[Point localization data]
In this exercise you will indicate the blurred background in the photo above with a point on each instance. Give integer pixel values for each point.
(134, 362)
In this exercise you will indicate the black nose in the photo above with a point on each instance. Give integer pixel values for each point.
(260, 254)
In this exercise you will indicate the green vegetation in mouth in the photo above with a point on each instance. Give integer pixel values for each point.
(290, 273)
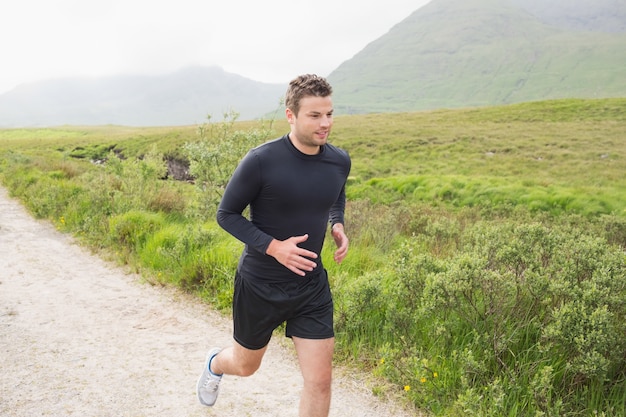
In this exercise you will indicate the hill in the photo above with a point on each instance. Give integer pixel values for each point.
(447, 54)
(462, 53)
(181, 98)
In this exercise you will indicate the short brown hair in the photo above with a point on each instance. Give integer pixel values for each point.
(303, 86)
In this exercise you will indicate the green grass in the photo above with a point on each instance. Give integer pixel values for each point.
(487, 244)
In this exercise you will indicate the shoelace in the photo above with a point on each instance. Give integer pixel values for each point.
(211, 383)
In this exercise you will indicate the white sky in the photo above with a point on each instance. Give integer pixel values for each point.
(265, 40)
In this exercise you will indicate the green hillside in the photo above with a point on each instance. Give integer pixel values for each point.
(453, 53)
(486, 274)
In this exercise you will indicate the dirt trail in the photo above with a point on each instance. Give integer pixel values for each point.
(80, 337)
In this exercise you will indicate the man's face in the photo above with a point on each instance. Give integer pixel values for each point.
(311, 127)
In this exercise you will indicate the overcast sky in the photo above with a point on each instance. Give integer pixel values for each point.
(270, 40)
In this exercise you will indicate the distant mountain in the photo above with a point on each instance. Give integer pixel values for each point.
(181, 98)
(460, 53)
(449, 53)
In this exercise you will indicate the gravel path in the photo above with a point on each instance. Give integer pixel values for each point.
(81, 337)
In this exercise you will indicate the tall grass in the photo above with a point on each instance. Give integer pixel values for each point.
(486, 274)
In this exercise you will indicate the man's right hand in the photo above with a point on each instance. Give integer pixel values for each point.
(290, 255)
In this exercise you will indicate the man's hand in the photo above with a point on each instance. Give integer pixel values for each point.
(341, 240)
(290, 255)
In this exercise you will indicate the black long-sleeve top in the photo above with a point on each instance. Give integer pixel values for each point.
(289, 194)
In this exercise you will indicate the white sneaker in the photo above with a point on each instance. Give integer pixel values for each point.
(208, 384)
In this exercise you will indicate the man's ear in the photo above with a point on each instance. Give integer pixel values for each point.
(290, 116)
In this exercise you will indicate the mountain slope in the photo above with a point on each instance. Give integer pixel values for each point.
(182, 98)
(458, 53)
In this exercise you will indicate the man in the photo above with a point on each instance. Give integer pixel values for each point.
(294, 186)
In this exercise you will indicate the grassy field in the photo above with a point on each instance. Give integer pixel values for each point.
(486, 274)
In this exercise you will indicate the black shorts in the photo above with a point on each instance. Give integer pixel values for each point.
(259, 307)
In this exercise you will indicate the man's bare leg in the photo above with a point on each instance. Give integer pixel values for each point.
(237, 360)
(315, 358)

--

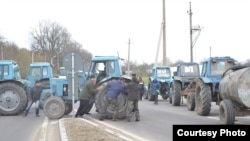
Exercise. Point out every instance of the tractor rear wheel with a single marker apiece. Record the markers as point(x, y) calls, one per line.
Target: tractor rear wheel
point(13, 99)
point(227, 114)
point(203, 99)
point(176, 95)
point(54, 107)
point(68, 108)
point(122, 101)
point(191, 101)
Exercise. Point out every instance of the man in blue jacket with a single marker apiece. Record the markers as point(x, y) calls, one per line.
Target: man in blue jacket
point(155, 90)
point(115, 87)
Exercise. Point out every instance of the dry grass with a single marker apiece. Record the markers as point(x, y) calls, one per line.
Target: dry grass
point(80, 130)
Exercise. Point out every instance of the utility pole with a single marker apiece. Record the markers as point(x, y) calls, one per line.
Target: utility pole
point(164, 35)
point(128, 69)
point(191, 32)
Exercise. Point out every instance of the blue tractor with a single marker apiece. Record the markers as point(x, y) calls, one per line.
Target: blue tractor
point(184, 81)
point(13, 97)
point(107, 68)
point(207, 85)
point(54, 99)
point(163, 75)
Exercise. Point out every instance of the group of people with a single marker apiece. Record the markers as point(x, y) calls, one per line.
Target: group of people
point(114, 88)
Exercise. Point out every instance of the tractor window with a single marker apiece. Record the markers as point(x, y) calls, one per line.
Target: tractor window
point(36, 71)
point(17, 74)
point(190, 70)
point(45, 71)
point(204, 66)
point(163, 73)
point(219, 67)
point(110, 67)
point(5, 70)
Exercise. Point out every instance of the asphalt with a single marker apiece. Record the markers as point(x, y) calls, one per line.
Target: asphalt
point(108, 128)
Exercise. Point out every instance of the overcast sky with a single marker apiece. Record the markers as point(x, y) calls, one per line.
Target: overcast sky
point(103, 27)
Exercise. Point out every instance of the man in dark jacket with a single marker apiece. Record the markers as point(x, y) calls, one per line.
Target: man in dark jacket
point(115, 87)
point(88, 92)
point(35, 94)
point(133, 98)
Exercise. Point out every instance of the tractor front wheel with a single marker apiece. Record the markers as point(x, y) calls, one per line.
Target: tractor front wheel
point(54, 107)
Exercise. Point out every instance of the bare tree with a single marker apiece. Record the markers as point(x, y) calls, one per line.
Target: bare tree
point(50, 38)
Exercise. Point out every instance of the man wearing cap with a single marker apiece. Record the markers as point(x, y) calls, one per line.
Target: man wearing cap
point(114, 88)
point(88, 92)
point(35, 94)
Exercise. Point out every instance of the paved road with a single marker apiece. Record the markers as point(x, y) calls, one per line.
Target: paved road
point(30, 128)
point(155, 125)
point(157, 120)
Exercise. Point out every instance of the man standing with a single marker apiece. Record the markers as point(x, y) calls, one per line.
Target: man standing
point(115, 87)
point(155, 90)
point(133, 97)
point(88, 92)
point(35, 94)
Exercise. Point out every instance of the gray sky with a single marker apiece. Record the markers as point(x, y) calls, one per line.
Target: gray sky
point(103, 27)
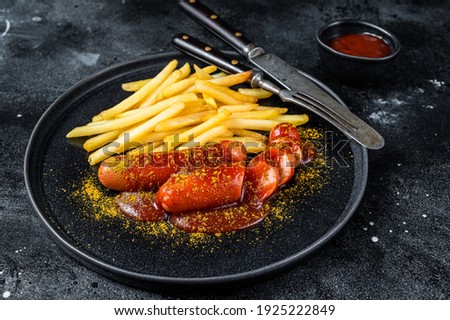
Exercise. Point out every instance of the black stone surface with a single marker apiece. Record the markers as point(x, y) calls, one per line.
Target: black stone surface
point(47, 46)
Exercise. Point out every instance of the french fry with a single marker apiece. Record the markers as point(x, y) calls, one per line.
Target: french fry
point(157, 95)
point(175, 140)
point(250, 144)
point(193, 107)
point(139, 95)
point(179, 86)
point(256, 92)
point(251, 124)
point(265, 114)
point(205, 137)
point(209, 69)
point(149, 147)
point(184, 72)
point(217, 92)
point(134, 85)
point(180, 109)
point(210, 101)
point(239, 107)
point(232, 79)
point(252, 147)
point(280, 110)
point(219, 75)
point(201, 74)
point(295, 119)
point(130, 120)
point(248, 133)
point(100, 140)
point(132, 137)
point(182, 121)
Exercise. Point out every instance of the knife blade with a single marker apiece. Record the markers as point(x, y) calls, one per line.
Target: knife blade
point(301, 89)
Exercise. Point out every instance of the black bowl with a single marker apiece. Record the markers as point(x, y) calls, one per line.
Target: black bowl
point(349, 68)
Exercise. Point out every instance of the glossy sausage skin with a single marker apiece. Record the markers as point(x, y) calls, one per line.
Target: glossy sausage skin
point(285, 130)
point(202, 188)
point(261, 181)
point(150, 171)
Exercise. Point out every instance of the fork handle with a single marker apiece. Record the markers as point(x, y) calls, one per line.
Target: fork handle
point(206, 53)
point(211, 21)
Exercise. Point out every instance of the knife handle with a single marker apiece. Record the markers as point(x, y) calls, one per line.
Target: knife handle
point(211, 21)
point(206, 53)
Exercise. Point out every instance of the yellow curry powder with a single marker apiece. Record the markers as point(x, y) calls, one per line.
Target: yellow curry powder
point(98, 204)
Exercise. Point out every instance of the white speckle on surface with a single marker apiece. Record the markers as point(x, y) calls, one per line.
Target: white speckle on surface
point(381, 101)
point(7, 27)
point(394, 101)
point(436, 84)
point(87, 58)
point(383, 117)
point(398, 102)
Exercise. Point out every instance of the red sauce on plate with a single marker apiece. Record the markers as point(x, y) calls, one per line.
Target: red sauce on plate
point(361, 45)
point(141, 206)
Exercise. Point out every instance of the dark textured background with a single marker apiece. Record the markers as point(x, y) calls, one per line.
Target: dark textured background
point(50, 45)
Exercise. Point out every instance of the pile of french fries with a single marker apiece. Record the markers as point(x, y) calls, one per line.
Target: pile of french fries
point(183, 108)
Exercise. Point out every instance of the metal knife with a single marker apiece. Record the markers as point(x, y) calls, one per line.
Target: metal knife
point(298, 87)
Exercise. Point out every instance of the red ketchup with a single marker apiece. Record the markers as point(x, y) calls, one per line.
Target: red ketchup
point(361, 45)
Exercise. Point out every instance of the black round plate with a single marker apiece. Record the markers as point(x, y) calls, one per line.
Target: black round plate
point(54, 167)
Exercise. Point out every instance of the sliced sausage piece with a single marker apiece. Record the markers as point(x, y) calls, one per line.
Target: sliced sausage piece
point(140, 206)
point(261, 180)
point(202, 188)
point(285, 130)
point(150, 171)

◆ DIRECTIONS ◆
In the entries above, find the line with "Target: asphalt" and the line with "Exercise. Point out every instance of the french". Write out exactly those two lines and every line between them, pictures excluded.

◆ TASK OUTPUT ◆
Target: asphalt
point(108, 128)
Exercise. Point out every instance of the overcast sky with a single marker apiece. Record the markers as point(x, y) calls, one per line.
Target: overcast sky
point(103, 27)
Exercise. Point out every instance of the man in dark jacket with a single marker apiece. Record the markers as point(x, y) calls, one per line.
Target: man in dark jacket
point(115, 87)
point(88, 92)
point(35, 94)
point(133, 98)
Exercise. Point out every instance of the tractor front wheel with a single marker apiece. Record the markers as point(x, y) calls, one per line.
Target: tractor front wheel
point(54, 107)
Exercise. Point out every instance of the bare tree with a single marker apiece. Record the markers as point(x, y) calls, one per line.
Target: bare tree
point(50, 38)
Exercise. Point out every instance of the man wearing cap with a single marker apiece. Record the markers as point(x, y) calls, one per line.
Target: man wearing cap
point(114, 88)
point(88, 92)
point(35, 94)
Exercise. Point out every instance of the paved road with a single marker apiece. Record the markers as point(x, y) calls, one per line.
Target: paved road
point(30, 128)
point(155, 125)
point(157, 120)
Exercise. Point out every instance of the man standing with a single marker apiece. Record the markers as point(x, y) calls, one per line.
Target: man standing
point(115, 87)
point(155, 90)
point(133, 97)
point(88, 92)
point(35, 94)
Exercise. Point out every instance of the gray sky with a single marker apiece. Record the markers as point(x, y) calls, one per line.
Target: gray sky
point(103, 27)
Exercise. Point out every instance of the black stone surface with a single marker apiece. Record the markers as point(x, y) calls, one per line.
Target: black stone surface
point(47, 46)
Exercise. Point out every instance of the french fry with a single marker apiece. Record the markers as point(x, y) calls, one per line.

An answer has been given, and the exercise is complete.